=== Exercise materials ===

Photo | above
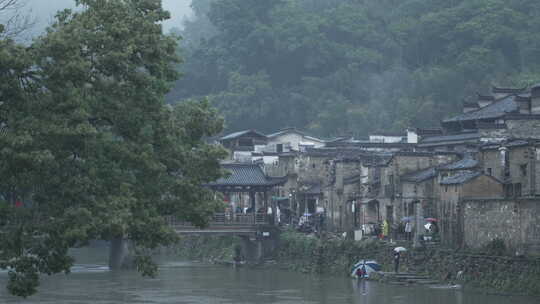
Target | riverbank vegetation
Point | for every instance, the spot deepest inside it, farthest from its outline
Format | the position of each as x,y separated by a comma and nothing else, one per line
90,150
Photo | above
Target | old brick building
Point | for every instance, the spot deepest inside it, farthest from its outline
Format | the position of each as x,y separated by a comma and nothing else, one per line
478,167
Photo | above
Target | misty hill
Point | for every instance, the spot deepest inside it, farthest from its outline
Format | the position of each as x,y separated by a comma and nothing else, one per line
353,66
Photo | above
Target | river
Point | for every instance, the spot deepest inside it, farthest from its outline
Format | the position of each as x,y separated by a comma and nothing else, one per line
186,282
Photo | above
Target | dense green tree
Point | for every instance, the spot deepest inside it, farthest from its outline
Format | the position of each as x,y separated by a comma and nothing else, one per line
89,148
354,66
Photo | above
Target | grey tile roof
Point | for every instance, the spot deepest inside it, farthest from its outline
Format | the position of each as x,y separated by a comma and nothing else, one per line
245,174
453,137
420,176
462,164
240,133
460,178
497,109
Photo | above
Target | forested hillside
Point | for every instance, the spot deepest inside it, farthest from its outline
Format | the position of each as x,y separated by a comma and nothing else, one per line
353,66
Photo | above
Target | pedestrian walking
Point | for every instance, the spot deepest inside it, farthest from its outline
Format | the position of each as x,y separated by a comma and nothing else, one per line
397,255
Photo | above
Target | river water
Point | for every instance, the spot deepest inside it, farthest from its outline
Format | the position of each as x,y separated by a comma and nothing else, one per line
186,282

===

Transcribe the entries above word for word, but leave every picture out of your copy.

Photo | above
Target | riverbank vegetation
Point | for every instance, the spot deepest inside it, farthest from its outline
Format | the position of each as x,y separated by a comma and nothing else, one per line
90,150
Photo | above
Target | old brick building
Point | for every instance, the spot deepest inside it, farthest from its outline
Format | the position of each as x,y separated by a comma and nothing else, one per line
478,167
Photo | above
Target | misty hill
Point | for every instance, the spot deepest inside it, farthest from its outline
Format | the position of each as x,y separated by a comma and nothing else, one per line
353,66
Photo | above
Target | river
Point | for every instance, the spot deepest inside it, farthest from its outline
Format | the position of each as x,y separated by a comma and nothing else, one per line
186,282
Photo | above
Target | dense green tree
Point | for every instance, the spot deepest inside it, farthest from its outline
Format | the position of each as x,y separated by a comma and nothing else, one per line
89,148
354,66
Photo | above
Target | grey tile roof
Point | for every instance, the spot deepest inside it, farthest from its outline
Format | the position of each as x,y separated by a comma and nothing else, one per line
245,174
453,137
420,176
462,164
240,133
460,178
497,109
Photo | above
Target | forested hillside
Point | for every instance, the spot deepest inside it, farthest from its outline
Format | the position of each as x,y separated by a comma and nothing else, one per line
353,66
Photo | above
Target | pedestrian walking
Point | for every instance, the spot deepest inside it, farthest from its outline
Format | the position of each as x,y separated by a comma and nothing else, one per line
397,255
Photo | above
Target | river water
Point | for every instance, the spot deepest inside it, farthest from its outline
Format | the position of each as x,y separated by a comma and nothing else, one per line
186,282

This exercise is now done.